Pointing and labeling entries
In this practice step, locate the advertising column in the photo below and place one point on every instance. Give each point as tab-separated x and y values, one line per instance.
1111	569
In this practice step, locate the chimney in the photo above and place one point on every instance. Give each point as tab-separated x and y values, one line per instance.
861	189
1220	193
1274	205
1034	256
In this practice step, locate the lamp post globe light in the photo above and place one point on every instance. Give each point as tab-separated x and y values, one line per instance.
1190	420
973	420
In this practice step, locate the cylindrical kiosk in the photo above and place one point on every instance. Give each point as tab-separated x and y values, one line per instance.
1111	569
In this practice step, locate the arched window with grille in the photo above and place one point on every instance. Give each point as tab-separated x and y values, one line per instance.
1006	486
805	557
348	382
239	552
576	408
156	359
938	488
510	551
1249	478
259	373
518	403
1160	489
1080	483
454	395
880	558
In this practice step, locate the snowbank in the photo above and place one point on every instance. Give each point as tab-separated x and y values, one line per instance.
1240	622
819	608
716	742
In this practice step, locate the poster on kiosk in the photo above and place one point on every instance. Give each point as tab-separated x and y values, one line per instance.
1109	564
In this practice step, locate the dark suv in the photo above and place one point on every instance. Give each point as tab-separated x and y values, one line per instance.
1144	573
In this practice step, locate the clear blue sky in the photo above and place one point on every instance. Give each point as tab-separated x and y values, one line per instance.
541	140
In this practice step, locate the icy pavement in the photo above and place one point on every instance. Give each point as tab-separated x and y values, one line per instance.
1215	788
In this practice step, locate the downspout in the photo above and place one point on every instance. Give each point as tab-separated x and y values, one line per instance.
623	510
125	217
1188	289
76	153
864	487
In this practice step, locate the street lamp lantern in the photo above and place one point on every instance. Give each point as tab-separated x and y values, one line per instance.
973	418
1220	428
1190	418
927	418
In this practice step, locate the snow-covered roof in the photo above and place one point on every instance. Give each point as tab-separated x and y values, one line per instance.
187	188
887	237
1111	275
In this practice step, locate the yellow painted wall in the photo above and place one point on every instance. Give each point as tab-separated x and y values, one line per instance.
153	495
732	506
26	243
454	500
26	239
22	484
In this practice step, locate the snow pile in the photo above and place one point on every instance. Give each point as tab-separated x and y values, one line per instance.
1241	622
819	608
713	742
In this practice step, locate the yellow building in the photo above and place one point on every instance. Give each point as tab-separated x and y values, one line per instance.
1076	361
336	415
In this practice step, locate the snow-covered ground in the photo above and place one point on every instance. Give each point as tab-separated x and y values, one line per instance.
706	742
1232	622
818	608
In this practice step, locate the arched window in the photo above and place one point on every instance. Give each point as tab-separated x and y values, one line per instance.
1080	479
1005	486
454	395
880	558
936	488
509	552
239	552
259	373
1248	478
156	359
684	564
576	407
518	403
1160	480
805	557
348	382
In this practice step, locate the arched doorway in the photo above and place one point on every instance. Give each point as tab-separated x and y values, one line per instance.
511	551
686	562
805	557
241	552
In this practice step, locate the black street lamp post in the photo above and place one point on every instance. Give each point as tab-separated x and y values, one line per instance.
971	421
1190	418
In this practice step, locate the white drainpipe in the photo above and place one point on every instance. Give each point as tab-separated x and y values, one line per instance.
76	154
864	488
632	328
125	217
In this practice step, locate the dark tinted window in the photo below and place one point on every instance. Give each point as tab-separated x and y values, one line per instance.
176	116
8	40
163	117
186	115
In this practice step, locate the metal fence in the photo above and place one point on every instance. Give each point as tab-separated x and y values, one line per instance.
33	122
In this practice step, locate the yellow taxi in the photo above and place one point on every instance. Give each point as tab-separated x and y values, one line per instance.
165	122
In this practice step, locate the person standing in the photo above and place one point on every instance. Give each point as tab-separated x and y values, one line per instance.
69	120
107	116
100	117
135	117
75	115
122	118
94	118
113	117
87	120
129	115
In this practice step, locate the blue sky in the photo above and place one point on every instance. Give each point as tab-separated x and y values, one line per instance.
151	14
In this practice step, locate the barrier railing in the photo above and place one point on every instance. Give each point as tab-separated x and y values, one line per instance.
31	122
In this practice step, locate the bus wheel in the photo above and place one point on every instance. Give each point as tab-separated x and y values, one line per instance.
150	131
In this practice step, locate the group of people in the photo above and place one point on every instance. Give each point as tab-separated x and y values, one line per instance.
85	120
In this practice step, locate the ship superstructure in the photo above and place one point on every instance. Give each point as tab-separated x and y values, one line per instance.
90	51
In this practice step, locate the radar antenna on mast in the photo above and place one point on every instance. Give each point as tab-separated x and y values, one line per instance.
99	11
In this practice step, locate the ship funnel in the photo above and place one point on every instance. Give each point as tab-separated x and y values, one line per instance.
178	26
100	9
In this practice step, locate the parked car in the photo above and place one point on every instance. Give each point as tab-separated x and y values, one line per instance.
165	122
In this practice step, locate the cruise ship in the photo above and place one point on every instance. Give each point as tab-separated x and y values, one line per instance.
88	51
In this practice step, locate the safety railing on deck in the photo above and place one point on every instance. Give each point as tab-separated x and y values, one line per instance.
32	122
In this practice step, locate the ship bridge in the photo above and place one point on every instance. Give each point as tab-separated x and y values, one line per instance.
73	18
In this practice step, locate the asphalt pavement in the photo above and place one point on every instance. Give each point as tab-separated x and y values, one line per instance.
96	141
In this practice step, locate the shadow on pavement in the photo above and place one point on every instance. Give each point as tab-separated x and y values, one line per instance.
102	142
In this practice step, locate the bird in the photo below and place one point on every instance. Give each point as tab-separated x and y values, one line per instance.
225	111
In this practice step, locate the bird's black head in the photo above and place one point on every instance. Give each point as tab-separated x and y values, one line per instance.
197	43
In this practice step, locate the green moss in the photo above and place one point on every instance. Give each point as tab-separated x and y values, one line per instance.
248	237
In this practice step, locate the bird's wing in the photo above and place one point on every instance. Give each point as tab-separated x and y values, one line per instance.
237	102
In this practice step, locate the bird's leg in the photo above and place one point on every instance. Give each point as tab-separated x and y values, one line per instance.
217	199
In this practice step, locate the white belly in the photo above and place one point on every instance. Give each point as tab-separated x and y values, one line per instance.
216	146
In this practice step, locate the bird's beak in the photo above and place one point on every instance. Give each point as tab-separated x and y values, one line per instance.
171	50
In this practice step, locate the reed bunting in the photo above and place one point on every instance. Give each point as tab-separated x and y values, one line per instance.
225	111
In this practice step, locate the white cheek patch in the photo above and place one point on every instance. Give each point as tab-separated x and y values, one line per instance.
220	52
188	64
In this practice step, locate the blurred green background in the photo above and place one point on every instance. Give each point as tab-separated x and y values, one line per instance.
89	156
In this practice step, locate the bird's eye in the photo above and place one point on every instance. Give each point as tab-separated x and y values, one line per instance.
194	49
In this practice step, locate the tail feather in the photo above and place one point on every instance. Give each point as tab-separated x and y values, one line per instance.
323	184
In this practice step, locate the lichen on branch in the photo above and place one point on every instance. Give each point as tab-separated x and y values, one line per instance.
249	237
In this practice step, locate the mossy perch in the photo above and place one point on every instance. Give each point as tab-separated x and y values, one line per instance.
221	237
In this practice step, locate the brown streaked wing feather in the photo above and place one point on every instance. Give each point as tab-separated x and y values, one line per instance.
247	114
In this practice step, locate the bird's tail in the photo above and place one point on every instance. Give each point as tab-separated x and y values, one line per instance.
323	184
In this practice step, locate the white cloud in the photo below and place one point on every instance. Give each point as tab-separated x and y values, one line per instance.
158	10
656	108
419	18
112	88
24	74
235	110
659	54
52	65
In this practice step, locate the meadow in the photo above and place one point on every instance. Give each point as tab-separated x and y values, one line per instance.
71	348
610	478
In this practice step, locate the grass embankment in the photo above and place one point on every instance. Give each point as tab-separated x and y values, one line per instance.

Task goal
Word for word, extract all the records.

Response
In this practice step, locate the advertising column in the photo below and place one point on every instance. Give each point as tab-separated x and y values, one line per instance.
1111	569
In this practice step, locate the chimney in the photo above and place one point on every instance. Give each point as tab-separated x and y values, one line per instance.
861	189
1220	193
1274	205
1034	256
In this practice step, locate the lamp post globe light in the photo above and place one point on every instance. Give each point as tab-separated x and y values, one line per instance.
1190	420
973	420
In this practice step, locate the cylindrical kiosk in the photo above and place one point on every instance. Give each point as tab-separated x and y values, one line per instance.
1111	569
In this practice step, locate the arched window with grille in the photo above and place one point on every instance. Give each point as tab-separated x and y values, one line per instance.
1006	486
805	557
348	382
239	552
576	408
156	359
938	488
510	551
1249	478
259	373
518	403
1160	489
1080	483
454	395
880	558
In this practice step, locate the snowbank in the photo above and place one point on every instance. Give each point as tab-separated x and y values, one line per instance.
1240	622
819	608
716	742
In this practice step, locate the poster on kiosk in the photo above and place one point on every instance. Give each point as tab-separated x and y values, one line per instance.
1109	564
In this practice step, locate the dark suv in the photo above and place one point on every instance. Give each point as tab-separated x and y values, one line per instance.
1144	573
In this practice step, locate the clear blue sky in the photo above and place one point on every instance. Give each point as tab-separated x and y values, one line per instance.
541	140
In this practice step, locate the icy pavement in the photo above and place one point on every instance. Give each point as tab-separated x and y values, one line per instance.
1215	788
In this practice step, locate the downspout in the photo above and place one point on every instance. Give each point as tab-separated x and y values, one line per instance.
623	510
125	217
1188	289
76	153
864	487
In this practice step, locate the street lamp lantern in the photo above and place one point on every instance. Give each point as tab-separated x and y values, one line per instance.
973	418
1220	428
1190	418
927	418
In this practice step, locate the snow-covered roof in the photo above and place one point on every instance. Give each point as tab-separated x and y values, one line per instance.
187	188
887	237
1111	275
In this practice step, locate the yellow painted wall in the photo above and place one point on every instance. Give each point as tab-separated x and y values, one line per instance.
153	495
732	506
26	243
454	500
26	239
22	484
In this practice step, locate the snow pile in the photo above and place one point on every instance. Give each point as tab-separated x and y values, one line per instance.
1241	622
819	608
713	742
In this practice step, locate the yellow building in the photo above and place one point on every instance. Give each point as tab-separated x and y values, one line per instance.
1076	361
336	415
In this practice step, locate the snow-covered ground in the photo above and place one point on every instance. Give each point as tab-separated x and y values, one line per instance.
706	742
1232	622
818	608
In this practice step, locate the arched window in the photo above and place one point on every instance. Give each point as tab-separated x and y values, one line per instance.
1080	479
1005	486
454	395
880	558
936	488
509	552
239	552
259	373
1248	478
156	359
684	564
576	407
518	403
1160	480
805	557
348	382
In this practice step, locate the arched doorway in the photo above and place one point on every instance. Give each point as tab-separated x and y values, one line per instance.
511	551
686	562
805	557
241	552
In this practice step, locate the black street lamp post in the photo above and place one point on every instance. Give each point as tab-separated x and y values, one line per instance.
971	421
1190	418
In this practice step, locate the white drainpipe in the photo above and place one point on every instance. Give each point as tab-separated x and y values, one line per instance.
76	154
864	488
632	328
125	217
In this practice step, locate the dark tinted window in the photo below and place one point on every instance. Give each point as tab-separated x and y values, one line per instance.
176	116
8	40
163	117
186	115
In this practice step, locate the metal fence in the photo above and place one point on every instance. Give each point as tab-separated x and y values, one line per instance.
33	122
In this practice step, locate the yellow taxi in the photo above and place one point on every instance. Give each point as tab-separated x and y values, one line per instance.
165	122
In this practice step, locate the person standing in the photo above and place one point on every instance. Give each point as tab-separated x and y values, one line per instance.
69	120
107	116
100	117
135	117
75	115
122	118
94	118
113	117
87	120
129	115
In this practice step, locate the blue sky in the photo above and place one point on every instance. Give each point as tab-separated x and y values, one line per instance.
151	14
In this practice step, locate the barrier railing in the photo above and place one point on every instance. Give each point as tab-separated x and y values, one line per instance.
31	122
In this practice step, locate the bus wheel in the photo above and place one point on every instance. Give each point as tab-separated x and y values, one line per instance.
150	131
In this practice step, locate the group of people in the photo above and place one point on every instance. Give each point as tab-separated x and y values, one line per instance.
85	120
In this practice step, locate the ship superstructure in the photo above and place one point on every instance. Give each point as tab-separated x and y values, one line per instance.
90	51
In this practice step, locate the radar antenna on mast in the photo above and place one point on every instance. Give each point as tab-separated x and y values, one line per instance.
99	11
In this practice step, locate the ship funnel in the photo above and place one point on every instance. Give each point as tab-separated x and y values, one line per instance.
178	26
100	9
In this practice step, locate the parked car in the photo above and place one point on every instance. Give each point as tab-separated x and y values, one line per instance.
165	122
In this practice step, locate the cruise ship in the photo above and place one point on every instance. Give each point as tab-separated x and y values, one line per instance.
88	51
In this practice step, locate the safety railing on deck in the photo above and place one point on every instance. Give each point as tab-separated x and y values, one line per instance.
32	122
In this practice step, locate the ship bridge in the photo above and place one point on every instance. Give each point as tab-separated x and y values, one line per instance.
73	18
In this practice step, locate the asphalt pavement in the photo above and place one point on every instance. Give each point as tab-separated x and y values, one line per instance.
96	141
In this practice step, locate the shadow on pavement in the photo above and place one point on every instance. Give each point as tab-separated x and y values, one line per instance.
102	142
In this practice step, locate the bird in the photo below and place one point on every instance. Give each point as tab-separated x and y values, one line per instance.
225	111
In this practice step, locate the bird's black head in the photo above and place one point on every instance. Give each point as tab-separated x and y values, one line per instance.
197	43
In this practice step, locate the green moss in the photo above and place one point on every instance. Give each point as tab-separated x and y values, one line per instance.
248	237
In this practice step, locate the bird's wing in the photo above and place one point on every instance. Give each point as tab-separated x and y values, one line per instance.
237	102
In this practice step, locate the bird's leg in the photo above and place one point on every instance. Give each point as tab-separated x and y values, one line per instance.
217	199
In this practice step, locate the white belly in the photo above and place one point on every instance. Give each point as tab-separated x and y values, one line per instance.
216	146
In this practice step, locate the bird's beak in the photo above and place one point on every instance. Give each point as tab-separated x and y values, one line per instance.
171	50
In this practice step, locate the reed bunting in the photo above and place one point on every instance. Give each point as tab-separated x and y values, one line per instance.
225	111
In this practice step, locate the white cheek patch in the photo above and place one point on every instance. Give each point as tab-separated x and y values, one line per instance.
220	52
188	64
In this practice step, locate the blurred green background in the photo above and place one point on every instance. Give each point as tab-separated x and y values, one line per instance.
89	156
In this practice step, locate the bird's eye in the photo above and place one point on every instance. Give each point as tab-separated x and y values, one line per instance.
194	49
In this practice step, locate the tail feather in the photo above and place one point on every instance. Give each point as tab-separated x and y values, one line per instance.
323	184
In this practice step, locate the lichen on branch in the photo above and place one point on every instance. Give each point as tab-separated x and y values, one line per instance.
249	237
In this practice step, locate the mossy perch in the photo above and place one point on every instance. Give each point as tab-separated x and y values, one line per instance.
221	237
In this practice step, locate the brown streaked wing feather in the photo above and place one point on every instance. Give each point as tab-separated x and y values, one line per instance.
247	114
In this practice step, locate the bird's tail in the photo above and place one point on every instance. Give each point as tab-separated x and y values, one line per instance.
323	184
In this practice step, locate the white cloud in the photo below and place one point on every instance. Give each point as tab-separated x and y values, one line per instance.
158	10
656	108
419	18
112	88
24	74
235	110
659	54
52	65
In this practice step, locate the meadow in the photo above and place one point on every instance. Give each point as tab-separated x and y values, one line per instance.
71	348
610	478
In this practice step, locate the grass embankment in the photo above and place one point on every instance. Give each point as tab-separated x and y values, one line per instance.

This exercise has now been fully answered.